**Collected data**
.....

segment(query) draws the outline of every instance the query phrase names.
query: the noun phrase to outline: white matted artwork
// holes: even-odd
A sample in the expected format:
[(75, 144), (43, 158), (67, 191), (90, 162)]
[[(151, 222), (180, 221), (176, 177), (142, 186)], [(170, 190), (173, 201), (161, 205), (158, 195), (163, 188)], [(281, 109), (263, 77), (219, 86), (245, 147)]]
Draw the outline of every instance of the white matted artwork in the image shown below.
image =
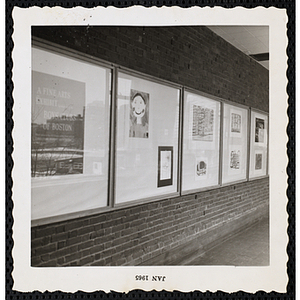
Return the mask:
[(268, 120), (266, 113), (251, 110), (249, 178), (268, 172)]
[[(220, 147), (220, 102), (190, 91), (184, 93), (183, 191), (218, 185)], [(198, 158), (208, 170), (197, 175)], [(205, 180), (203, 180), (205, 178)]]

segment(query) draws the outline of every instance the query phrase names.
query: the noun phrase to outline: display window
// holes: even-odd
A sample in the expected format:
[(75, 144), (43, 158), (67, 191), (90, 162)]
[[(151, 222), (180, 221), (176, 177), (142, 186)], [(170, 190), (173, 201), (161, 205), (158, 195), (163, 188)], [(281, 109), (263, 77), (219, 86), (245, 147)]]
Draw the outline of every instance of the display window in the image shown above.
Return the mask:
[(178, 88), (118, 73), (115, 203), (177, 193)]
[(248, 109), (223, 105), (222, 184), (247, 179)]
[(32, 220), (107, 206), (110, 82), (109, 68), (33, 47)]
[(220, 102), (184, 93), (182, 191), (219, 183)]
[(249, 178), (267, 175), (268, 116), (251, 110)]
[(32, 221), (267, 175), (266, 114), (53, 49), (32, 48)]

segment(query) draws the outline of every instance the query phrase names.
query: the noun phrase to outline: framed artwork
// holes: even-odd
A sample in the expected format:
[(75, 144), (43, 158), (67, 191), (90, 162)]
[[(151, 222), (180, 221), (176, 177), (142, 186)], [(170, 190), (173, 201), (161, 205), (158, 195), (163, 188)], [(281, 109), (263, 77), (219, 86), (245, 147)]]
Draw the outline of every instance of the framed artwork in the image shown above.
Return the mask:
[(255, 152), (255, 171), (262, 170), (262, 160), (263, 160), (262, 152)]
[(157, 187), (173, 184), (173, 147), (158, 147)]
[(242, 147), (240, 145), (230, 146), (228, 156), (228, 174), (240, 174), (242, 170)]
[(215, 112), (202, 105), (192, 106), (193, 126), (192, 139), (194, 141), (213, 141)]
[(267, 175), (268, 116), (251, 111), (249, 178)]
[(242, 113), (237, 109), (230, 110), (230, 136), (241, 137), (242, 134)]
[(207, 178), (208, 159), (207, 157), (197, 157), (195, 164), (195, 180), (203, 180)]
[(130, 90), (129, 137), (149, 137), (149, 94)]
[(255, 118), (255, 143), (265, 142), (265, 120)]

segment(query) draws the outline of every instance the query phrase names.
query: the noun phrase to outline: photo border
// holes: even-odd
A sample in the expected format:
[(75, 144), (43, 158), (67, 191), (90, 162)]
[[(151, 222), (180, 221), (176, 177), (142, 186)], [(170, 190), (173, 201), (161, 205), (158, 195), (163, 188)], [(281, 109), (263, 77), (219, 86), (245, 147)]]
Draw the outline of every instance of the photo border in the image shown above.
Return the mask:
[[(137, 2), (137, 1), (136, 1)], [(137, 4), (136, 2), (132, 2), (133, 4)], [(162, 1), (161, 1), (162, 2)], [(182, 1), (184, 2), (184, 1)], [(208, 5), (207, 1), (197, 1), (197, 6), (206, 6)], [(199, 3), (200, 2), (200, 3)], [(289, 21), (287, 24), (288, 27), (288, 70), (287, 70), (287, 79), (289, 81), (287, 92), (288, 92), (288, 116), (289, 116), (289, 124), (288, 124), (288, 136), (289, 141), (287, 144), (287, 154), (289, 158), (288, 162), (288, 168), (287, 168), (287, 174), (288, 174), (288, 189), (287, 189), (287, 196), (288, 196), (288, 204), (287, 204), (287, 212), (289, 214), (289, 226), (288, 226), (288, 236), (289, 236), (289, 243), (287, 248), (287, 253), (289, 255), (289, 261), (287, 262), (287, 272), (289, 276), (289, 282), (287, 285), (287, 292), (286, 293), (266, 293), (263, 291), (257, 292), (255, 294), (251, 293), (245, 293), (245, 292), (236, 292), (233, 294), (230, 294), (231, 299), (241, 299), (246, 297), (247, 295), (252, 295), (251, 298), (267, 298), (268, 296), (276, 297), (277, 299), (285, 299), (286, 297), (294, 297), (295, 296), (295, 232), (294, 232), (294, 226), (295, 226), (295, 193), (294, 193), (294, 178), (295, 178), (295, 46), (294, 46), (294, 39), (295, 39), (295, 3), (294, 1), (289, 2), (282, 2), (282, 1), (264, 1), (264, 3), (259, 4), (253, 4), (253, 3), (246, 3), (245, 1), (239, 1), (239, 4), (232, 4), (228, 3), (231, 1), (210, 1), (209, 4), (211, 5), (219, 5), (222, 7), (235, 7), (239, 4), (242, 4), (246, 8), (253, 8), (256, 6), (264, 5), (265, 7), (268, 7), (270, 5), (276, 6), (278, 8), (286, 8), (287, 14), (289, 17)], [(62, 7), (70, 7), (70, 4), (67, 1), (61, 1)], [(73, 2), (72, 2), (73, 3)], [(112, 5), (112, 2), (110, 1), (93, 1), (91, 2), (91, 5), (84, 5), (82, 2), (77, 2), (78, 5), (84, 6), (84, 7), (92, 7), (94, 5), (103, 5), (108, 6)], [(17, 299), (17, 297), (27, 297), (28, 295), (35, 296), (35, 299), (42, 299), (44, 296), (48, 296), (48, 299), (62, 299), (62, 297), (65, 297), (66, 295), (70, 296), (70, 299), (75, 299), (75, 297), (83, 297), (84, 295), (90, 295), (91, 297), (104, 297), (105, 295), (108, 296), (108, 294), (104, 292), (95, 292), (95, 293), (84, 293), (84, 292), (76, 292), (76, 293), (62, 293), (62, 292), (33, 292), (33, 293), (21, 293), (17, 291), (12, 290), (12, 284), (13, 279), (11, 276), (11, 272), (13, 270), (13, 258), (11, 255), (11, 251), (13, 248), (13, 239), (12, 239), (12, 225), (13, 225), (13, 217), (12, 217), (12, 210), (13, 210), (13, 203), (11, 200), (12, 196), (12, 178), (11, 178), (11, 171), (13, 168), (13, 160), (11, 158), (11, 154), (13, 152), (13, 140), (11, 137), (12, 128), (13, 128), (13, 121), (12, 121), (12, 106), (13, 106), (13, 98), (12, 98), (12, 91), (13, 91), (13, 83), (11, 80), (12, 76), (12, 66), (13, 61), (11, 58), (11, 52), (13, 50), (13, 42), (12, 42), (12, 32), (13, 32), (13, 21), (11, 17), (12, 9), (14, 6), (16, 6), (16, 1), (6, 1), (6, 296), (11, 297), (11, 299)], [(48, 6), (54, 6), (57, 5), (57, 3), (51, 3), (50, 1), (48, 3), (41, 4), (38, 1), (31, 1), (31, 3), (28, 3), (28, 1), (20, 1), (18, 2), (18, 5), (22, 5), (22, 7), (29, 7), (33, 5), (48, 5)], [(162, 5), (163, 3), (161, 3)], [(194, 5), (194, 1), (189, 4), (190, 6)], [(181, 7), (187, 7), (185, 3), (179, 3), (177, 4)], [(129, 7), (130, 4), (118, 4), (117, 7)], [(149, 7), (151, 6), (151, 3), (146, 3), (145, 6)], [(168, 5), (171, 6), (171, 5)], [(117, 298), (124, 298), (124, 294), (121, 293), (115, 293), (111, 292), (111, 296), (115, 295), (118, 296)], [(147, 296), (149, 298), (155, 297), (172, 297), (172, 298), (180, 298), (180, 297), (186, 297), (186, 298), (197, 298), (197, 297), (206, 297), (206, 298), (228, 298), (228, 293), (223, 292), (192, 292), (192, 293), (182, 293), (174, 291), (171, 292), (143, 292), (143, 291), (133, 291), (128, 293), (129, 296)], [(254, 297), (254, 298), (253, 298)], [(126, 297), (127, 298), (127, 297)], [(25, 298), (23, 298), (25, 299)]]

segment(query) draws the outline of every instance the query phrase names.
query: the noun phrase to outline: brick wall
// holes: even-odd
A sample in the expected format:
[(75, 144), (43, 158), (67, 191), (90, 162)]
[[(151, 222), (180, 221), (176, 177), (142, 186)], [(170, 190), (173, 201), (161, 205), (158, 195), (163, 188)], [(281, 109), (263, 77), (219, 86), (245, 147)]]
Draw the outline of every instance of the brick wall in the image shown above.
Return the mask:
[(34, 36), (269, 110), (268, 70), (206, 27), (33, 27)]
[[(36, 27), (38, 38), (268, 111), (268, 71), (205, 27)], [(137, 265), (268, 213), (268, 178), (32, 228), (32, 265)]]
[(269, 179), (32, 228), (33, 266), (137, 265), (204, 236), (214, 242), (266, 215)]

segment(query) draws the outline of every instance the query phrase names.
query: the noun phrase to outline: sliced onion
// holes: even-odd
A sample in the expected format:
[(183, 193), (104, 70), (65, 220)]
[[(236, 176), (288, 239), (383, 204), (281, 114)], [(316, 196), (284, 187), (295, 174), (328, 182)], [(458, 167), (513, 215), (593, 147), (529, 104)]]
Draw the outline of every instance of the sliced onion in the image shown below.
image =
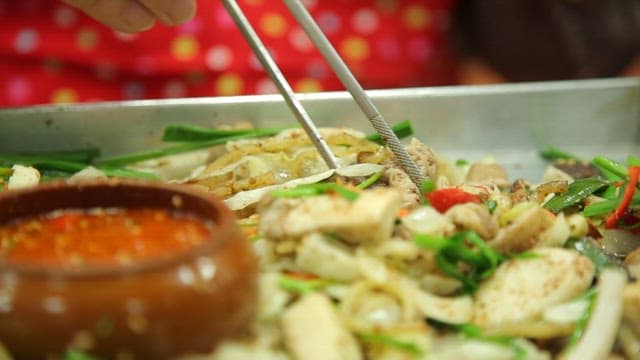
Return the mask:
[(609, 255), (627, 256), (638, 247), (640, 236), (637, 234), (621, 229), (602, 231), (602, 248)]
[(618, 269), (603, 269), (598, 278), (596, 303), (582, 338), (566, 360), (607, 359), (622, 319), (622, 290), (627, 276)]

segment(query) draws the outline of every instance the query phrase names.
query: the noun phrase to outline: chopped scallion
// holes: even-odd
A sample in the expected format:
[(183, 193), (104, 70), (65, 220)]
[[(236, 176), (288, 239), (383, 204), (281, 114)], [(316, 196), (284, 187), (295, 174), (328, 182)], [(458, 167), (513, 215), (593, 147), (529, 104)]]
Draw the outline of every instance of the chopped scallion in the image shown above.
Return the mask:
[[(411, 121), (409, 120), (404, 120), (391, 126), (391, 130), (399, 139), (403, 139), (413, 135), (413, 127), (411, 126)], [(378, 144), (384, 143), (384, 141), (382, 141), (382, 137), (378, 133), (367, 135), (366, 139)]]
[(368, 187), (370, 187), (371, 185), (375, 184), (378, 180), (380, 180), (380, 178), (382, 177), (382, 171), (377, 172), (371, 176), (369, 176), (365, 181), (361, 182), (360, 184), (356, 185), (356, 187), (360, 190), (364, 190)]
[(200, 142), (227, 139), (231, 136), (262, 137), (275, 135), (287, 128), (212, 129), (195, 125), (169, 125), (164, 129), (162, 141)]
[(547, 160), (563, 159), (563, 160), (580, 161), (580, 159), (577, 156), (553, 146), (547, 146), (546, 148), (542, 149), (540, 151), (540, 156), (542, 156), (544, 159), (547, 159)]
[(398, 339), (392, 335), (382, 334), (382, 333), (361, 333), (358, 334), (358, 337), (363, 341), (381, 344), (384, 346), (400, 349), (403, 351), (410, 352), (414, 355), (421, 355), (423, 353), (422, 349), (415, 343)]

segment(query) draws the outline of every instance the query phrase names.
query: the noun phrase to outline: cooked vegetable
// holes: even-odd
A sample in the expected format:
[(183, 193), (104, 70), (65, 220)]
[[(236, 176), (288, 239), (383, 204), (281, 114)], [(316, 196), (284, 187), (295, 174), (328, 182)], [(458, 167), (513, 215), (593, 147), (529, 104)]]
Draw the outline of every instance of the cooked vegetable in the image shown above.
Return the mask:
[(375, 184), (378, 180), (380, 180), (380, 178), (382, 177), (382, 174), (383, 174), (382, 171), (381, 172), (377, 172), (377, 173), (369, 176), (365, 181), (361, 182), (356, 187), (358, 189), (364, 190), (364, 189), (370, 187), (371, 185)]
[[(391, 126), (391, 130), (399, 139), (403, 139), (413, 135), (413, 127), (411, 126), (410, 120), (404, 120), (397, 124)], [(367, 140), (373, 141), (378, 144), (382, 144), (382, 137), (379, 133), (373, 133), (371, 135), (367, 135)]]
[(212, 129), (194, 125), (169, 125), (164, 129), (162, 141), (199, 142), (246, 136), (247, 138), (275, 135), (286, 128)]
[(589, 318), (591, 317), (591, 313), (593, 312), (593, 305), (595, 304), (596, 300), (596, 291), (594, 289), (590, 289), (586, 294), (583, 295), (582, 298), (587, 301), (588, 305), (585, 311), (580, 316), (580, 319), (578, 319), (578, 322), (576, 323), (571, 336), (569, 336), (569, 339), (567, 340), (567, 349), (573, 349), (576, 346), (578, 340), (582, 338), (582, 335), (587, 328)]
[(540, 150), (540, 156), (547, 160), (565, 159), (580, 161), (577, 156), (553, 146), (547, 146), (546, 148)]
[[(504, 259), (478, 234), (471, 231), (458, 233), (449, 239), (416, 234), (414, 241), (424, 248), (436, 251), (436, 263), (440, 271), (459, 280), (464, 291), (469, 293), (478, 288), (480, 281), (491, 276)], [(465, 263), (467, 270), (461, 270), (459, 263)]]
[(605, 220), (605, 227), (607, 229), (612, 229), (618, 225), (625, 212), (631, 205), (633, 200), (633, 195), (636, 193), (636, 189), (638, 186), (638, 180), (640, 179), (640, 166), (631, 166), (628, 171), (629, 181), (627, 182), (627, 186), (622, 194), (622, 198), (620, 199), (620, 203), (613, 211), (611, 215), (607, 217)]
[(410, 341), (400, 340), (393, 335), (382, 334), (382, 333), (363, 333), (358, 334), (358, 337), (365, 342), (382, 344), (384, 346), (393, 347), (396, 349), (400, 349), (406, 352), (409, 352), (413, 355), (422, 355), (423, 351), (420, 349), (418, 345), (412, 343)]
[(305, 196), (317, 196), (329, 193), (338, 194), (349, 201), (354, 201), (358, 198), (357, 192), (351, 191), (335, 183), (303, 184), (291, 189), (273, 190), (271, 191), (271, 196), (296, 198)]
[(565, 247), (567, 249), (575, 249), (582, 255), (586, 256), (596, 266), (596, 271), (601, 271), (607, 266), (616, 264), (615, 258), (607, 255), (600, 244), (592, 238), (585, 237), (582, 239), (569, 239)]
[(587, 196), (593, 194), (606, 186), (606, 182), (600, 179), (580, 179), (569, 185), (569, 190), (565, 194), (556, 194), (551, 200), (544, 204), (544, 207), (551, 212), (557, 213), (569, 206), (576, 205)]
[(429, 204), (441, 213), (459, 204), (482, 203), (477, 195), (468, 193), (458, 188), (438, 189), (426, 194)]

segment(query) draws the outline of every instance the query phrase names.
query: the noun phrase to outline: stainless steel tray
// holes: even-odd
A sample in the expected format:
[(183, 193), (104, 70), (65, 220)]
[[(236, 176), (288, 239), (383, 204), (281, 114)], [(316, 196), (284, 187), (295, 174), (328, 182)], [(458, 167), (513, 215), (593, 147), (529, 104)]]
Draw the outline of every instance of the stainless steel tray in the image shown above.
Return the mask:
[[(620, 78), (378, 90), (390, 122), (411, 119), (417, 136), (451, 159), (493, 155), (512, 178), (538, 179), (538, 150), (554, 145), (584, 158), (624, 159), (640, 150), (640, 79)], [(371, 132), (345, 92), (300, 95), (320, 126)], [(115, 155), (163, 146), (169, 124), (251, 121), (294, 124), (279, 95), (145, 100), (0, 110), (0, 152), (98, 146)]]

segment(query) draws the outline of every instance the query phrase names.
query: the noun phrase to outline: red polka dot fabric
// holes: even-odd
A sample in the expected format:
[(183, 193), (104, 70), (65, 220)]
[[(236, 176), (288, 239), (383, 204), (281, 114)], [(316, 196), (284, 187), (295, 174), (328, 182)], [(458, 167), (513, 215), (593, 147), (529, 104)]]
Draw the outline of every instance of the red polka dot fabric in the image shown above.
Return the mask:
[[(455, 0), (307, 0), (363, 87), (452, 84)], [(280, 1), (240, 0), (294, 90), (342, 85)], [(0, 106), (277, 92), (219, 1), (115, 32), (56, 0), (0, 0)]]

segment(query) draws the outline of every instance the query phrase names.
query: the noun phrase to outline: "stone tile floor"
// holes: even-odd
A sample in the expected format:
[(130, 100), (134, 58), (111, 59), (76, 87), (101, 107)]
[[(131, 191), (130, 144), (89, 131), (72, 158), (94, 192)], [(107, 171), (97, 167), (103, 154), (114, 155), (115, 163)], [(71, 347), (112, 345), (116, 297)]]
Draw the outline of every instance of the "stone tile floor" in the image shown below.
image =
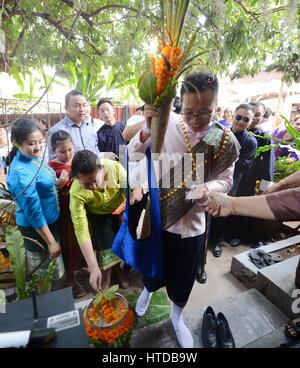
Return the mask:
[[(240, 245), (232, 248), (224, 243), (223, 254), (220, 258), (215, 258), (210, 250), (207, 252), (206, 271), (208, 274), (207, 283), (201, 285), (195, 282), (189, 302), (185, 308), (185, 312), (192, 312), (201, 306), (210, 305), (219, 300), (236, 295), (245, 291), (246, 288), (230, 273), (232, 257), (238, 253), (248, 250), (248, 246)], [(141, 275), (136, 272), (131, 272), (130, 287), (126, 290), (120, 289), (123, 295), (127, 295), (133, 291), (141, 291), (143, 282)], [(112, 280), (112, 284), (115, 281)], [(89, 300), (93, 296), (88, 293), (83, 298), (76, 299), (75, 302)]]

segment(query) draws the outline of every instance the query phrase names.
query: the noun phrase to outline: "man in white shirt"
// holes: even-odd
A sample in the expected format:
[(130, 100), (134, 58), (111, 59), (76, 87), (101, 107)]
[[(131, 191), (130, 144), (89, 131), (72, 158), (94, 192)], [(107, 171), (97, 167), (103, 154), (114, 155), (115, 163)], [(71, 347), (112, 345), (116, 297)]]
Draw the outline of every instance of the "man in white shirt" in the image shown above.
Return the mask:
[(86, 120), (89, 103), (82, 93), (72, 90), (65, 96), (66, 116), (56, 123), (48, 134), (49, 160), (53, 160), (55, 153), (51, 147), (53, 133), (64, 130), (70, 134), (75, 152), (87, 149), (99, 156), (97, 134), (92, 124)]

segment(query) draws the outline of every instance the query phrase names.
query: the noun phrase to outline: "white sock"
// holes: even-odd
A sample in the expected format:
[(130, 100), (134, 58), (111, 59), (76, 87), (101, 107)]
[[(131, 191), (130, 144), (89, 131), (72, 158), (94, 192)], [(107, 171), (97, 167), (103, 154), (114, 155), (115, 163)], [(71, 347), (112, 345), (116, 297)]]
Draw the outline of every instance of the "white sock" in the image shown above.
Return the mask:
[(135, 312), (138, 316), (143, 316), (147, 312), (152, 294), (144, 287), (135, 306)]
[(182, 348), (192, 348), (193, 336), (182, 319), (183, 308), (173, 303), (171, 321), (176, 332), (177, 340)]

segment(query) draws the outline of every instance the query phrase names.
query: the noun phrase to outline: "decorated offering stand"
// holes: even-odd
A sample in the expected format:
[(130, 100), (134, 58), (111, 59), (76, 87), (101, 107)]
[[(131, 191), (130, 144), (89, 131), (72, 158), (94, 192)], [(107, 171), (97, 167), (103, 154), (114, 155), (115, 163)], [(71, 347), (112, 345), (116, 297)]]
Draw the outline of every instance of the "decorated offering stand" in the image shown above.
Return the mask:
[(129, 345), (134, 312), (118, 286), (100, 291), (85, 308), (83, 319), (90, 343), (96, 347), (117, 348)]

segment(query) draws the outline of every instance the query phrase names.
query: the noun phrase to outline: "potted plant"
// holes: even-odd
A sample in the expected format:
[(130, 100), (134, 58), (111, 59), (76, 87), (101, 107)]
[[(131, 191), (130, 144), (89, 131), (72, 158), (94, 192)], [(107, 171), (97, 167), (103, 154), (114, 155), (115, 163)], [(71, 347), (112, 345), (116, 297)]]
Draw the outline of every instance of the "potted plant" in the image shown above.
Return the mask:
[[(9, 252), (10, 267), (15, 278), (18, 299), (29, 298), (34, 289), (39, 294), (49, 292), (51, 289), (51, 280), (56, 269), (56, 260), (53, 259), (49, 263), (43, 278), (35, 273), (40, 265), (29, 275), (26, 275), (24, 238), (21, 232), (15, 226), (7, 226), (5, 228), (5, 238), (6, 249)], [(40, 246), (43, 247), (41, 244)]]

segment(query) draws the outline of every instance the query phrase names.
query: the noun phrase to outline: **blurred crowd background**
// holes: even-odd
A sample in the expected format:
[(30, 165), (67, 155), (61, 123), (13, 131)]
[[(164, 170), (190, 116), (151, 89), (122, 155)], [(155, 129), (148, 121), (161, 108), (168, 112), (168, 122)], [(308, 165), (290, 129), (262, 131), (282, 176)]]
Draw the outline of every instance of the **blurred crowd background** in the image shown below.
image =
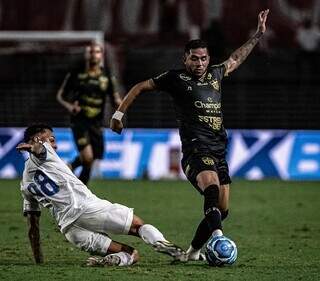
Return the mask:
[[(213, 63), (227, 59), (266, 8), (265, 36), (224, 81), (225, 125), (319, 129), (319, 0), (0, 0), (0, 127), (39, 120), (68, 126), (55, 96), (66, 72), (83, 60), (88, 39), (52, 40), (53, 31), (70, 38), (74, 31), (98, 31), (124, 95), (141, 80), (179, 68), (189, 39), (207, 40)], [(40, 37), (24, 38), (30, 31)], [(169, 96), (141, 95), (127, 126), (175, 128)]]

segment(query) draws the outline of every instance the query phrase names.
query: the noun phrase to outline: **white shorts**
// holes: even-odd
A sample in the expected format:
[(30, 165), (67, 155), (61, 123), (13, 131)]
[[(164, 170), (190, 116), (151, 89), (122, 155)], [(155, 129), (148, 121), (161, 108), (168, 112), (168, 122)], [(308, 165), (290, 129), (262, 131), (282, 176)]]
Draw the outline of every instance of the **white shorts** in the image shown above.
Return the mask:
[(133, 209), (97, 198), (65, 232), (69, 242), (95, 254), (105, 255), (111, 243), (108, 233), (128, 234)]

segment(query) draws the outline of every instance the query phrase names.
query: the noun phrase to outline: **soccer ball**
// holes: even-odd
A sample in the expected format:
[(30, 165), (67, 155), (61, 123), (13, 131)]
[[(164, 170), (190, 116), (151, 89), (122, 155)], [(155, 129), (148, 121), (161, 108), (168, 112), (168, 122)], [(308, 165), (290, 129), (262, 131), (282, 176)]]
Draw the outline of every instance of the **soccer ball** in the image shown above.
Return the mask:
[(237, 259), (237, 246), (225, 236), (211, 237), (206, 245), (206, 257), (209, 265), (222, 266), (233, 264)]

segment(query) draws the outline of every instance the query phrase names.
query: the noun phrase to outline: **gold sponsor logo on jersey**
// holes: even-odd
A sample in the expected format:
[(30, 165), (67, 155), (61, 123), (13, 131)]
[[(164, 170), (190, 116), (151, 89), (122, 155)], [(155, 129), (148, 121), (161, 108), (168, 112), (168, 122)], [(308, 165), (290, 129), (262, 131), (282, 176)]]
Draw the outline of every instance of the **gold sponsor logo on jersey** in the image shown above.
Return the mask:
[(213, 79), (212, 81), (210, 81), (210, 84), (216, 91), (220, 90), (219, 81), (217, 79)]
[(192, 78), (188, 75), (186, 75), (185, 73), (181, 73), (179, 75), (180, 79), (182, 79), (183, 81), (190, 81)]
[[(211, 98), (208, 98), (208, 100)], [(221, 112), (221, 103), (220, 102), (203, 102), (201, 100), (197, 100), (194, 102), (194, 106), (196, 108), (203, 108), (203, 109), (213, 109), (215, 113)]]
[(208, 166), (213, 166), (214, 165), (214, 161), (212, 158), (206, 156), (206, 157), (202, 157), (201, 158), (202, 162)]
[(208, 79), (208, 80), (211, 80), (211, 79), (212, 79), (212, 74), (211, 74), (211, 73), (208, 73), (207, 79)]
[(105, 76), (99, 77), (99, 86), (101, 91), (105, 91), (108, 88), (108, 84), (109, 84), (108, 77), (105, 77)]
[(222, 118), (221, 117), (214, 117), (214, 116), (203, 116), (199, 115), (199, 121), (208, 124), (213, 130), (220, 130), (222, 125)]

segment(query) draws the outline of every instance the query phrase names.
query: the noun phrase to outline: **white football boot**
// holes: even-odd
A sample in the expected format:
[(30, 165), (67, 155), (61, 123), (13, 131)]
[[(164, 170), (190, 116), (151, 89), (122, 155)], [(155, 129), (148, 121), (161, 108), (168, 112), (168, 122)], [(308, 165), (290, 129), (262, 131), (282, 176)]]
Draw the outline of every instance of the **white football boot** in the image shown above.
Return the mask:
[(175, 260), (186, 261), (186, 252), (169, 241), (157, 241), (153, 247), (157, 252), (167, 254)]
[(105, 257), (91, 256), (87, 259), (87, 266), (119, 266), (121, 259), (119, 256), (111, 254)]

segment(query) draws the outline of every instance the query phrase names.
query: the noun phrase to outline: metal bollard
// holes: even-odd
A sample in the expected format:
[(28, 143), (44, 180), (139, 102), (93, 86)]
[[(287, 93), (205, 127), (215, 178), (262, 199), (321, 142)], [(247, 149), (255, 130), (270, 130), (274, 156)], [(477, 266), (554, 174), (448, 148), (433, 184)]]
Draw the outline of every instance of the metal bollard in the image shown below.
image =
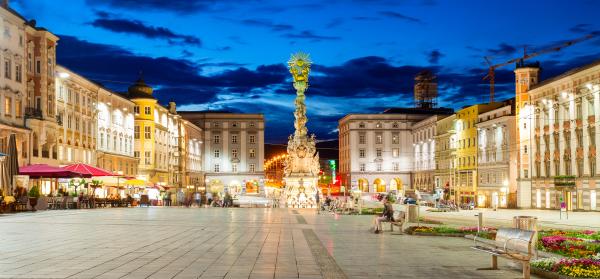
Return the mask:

.....

**Task to carry out**
When you reach the line that contains "Draw the outline of every instance of the metal", start reproducing, and continue word for word to the end of the records; skip all pictures.

**Task result**
Draw the outline of every instance of the metal bollard in the image shown below.
image =
Return the mask:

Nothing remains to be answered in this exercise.